*** Given information Section Begins ***

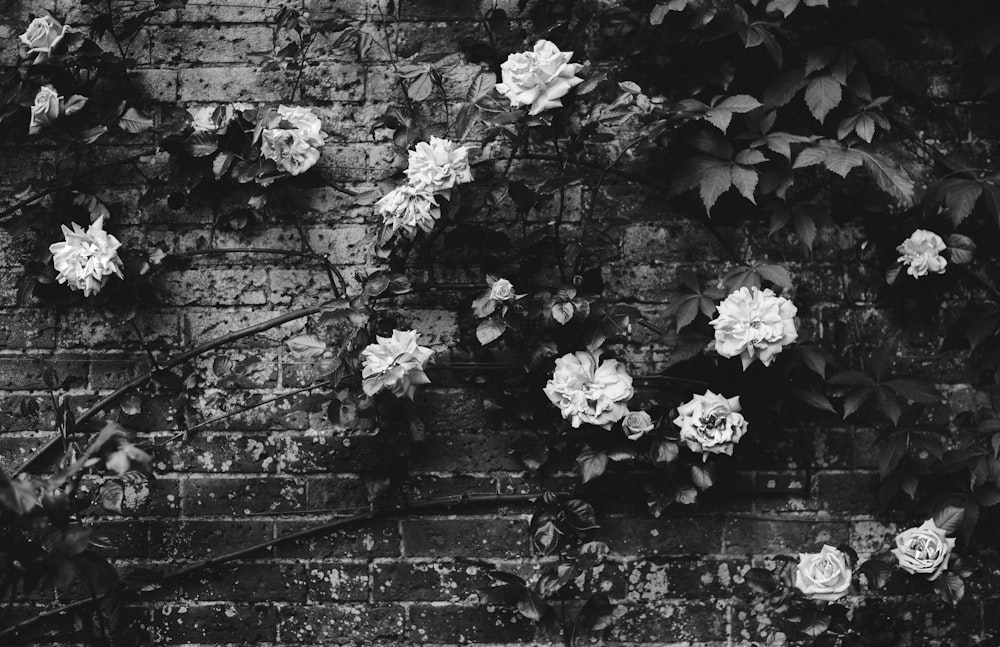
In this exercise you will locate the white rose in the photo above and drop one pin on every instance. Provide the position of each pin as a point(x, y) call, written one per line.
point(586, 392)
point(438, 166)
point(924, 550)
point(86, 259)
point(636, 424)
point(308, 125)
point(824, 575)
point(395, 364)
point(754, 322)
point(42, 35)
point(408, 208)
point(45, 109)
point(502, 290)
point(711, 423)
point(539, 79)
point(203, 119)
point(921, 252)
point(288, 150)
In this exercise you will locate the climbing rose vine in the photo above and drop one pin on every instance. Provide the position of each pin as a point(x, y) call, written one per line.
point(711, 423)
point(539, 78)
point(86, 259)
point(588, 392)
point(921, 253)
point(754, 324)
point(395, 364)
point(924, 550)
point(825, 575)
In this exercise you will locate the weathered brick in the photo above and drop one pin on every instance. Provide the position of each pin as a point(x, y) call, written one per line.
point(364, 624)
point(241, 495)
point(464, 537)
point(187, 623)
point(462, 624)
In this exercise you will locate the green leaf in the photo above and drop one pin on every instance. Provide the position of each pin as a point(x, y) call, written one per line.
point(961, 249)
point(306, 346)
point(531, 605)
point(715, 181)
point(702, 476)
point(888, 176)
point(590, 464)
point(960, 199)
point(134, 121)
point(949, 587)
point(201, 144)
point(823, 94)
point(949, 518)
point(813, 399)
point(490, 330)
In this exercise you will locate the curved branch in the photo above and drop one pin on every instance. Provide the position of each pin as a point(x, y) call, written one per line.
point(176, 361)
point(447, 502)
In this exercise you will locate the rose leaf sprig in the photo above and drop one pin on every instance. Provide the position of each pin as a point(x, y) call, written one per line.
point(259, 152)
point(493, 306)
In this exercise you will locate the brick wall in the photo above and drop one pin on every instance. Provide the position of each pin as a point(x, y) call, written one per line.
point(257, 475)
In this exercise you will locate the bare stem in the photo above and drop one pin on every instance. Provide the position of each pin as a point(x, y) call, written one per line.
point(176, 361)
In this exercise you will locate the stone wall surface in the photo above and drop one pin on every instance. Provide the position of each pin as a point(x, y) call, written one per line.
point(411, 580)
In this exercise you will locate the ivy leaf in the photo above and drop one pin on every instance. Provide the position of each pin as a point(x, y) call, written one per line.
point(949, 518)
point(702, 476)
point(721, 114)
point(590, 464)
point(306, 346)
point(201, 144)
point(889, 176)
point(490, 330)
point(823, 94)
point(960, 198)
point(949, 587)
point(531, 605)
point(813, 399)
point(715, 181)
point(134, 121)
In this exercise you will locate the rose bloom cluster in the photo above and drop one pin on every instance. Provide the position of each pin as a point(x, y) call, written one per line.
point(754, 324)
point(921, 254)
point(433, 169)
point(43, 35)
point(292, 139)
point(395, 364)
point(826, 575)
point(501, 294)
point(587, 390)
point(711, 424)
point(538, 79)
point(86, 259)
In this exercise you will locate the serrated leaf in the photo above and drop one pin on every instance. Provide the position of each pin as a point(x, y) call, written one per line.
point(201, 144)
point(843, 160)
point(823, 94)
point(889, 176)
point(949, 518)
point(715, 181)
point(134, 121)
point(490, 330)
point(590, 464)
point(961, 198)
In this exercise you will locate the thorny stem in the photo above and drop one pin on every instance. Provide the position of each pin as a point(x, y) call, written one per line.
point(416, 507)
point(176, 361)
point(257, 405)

*** Given information Section Ends ***

_Problem requirements_. Return only what runs from the line containing "In this exercise you will locate the brick" to the last line of the records above, both ends included, exactly as written.

_Result of this task_.
In this exercise you will locate the brick wall in the photo above and drop one pin on every instance. Provide the position of each pin as a point(x, y) call, written one per line.
point(257, 475)
In this exercise you will locate the bare stem in the photo above and drop one pin on every instance. Provide the position of each pin as a point(x, y) call, written one per line.
point(176, 361)
In this exercise you will locate the stone wall surface in the photo above and drop one pin on every instance. Provide the position of each pin as a point(x, y) call, written one per line.
point(411, 580)
In this exercise you will locate the ivy leaf in the photo above and drop one pin on every instance. Provide the position of each pin as a point(x, y) call, written one per line.
point(949, 518)
point(702, 476)
point(721, 114)
point(590, 464)
point(306, 346)
point(201, 144)
point(889, 176)
point(490, 330)
point(823, 94)
point(960, 198)
point(949, 587)
point(531, 605)
point(813, 399)
point(715, 181)
point(134, 121)
In this exercise you will locate the rose bloom cluster in the photo above and drop one pin on every instance. Provide the position of each pin as a point(x, y) call, written one per line.
point(754, 324)
point(921, 254)
point(433, 169)
point(43, 35)
point(292, 139)
point(395, 364)
point(826, 575)
point(501, 294)
point(587, 390)
point(711, 424)
point(538, 79)
point(86, 259)
In this exercise you will locate the serrated leaf in the photo above and drop one pin on every instance. Provide the position of each pin as a point(x, y) call, written one per line.
point(201, 144)
point(843, 160)
point(823, 94)
point(889, 176)
point(949, 518)
point(715, 181)
point(134, 121)
point(490, 330)
point(590, 464)
point(961, 198)
In this exercise you will locate the thorny stem in the photo above and drop one pin on every instance. Provide the position of each pin as a point(x, y) call, written one per line.
point(416, 507)
point(176, 361)
point(257, 405)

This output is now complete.